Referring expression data
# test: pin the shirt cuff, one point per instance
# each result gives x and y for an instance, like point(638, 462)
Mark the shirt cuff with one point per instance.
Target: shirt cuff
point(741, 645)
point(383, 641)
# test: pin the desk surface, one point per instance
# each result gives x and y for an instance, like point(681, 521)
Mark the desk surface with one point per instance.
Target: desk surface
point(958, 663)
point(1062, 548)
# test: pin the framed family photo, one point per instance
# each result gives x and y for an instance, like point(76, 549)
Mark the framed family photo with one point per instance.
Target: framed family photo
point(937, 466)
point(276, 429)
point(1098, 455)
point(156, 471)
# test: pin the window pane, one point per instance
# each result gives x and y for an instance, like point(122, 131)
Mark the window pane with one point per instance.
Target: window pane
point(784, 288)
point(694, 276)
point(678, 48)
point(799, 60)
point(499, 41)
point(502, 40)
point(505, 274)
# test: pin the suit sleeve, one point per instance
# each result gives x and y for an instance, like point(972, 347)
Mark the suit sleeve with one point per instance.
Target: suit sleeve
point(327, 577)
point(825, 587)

Work request ->
Line by line, retype all of the records exactly.

Response to this exercise ->
# test: pin the shirt cuff, one point per instance
# each result gives x and y for an instance, like point(638, 462)
Mark the shirt cuff with one point per instance.
Target: shirt cuff
point(741, 645)
point(383, 641)
# test: pin the desk surface, one point per instance
# each result gives x and y for an instance, like point(681, 521)
Mark the desk surface with one point per instance.
Target: desk surface
point(958, 663)
point(1062, 548)
# test: pin the framed family photo, one point per instance
# each result gives x and y for an instance, like point(76, 549)
Mark the framed family photo with one point per instance.
Target: framed family photo
point(937, 466)
point(276, 429)
point(1098, 455)
point(156, 471)
# test: pin the window pane, one point per instance
# each result gives x and y for an instance, like point(122, 131)
Mark the window pane with one point per instance.
Target: window pane
point(784, 288)
point(694, 276)
point(678, 48)
point(799, 60)
point(499, 41)
point(502, 40)
point(505, 274)
# test: pin the suit sleeve, one point per instance
# each result gives x and y for an instance, like point(972, 347)
Mark the suit sleeve with one point per instance.
Target: suit sleeve
point(327, 577)
point(825, 587)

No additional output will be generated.